Dataset items:
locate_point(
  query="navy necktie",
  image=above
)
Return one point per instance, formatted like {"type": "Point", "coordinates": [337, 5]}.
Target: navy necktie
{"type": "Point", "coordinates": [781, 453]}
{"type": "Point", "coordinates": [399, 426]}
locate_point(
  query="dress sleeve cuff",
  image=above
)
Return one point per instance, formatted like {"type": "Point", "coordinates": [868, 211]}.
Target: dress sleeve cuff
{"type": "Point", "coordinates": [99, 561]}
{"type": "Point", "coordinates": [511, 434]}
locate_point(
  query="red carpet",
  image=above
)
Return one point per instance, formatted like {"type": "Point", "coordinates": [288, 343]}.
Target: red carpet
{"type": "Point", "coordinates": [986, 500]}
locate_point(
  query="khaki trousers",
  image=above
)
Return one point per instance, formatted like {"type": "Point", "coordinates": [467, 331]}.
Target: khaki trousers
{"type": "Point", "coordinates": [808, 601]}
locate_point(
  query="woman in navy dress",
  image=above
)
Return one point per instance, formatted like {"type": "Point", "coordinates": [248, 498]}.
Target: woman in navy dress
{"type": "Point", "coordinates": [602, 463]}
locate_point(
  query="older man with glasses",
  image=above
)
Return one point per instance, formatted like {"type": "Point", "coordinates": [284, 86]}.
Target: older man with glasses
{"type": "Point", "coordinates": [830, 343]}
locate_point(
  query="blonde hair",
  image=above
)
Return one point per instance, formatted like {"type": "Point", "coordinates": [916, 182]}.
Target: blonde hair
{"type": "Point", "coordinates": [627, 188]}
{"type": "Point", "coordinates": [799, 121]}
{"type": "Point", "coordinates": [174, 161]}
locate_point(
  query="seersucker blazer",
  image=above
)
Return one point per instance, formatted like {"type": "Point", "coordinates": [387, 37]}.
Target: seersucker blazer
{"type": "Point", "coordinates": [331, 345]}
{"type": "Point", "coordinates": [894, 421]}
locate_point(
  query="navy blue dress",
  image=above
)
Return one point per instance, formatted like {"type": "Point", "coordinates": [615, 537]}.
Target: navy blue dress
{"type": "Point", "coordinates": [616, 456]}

§ Directions for this task
Rewrite all of the records above, replacing "Target" with "Object" wherever it appears and leaving everything else the same.

§ Final answer
locate_point(
  query="navy necktie",
  image=above
)
Return one point per instance, formatted like {"type": "Point", "coordinates": [337, 5]}.
Object: navy necktie
{"type": "Point", "coordinates": [781, 453]}
{"type": "Point", "coordinates": [399, 426]}
locate_point(
  query="dress sleeve cuff",
  image=above
)
Return one point per instance, formatted like {"type": "Point", "coordinates": [868, 211]}.
Object: dress sleeve cuff
{"type": "Point", "coordinates": [99, 561]}
{"type": "Point", "coordinates": [511, 434]}
locate_point(
  query="red carpet",
  image=above
)
Return one point per instance, formatted like {"type": "Point", "coordinates": [288, 343]}.
Object: red carpet
{"type": "Point", "coordinates": [986, 500]}
locate_point(
  query="khaki trousers",
  image=above
)
Return one point per instance, formatted like {"type": "Point", "coordinates": [467, 331]}.
Object: khaki trousers
{"type": "Point", "coordinates": [808, 601]}
locate_point(
  query="woman in navy dress",
  image=above
)
Return one point per instance, formatted like {"type": "Point", "coordinates": [248, 498]}.
Object: woman in navy dress
{"type": "Point", "coordinates": [602, 463]}
locate_point(
  query="older man with glasses",
  image=above
)
Return one point per instance, formatted like {"type": "Point", "coordinates": [284, 86]}.
Object: older man with glasses
{"type": "Point", "coordinates": [830, 343]}
locate_point(
  query="blonde hair",
  image=above
)
Return one point per instance, formatted like {"type": "Point", "coordinates": [916, 182]}.
Object: blonde hair
{"type": "Point", "coordinates": [627, 188]}
{"type": "Point", "coordinates": [799, 121]}
{"type": "Point", "coordinates": [174, 161]}
locate_point(
  query="seersucker blazer",
  image=above
)
Return one point per instance, formatted like {"type": "Point", "coordinates": [387, 37]}.
Object: seersucker blazer
{"type": "Point", "coordinates": [331, 345]}
{"type": "Point", "coordinates": [894, 421]}
locate_point(
  query="navy blue dress",
  image=above
)
Return one point per instance, formatted like {"type": "Point", "coordinates": [615, 537]}.
Object: navy blue dress
{"type": "Point", "coordinates": [616, 456]}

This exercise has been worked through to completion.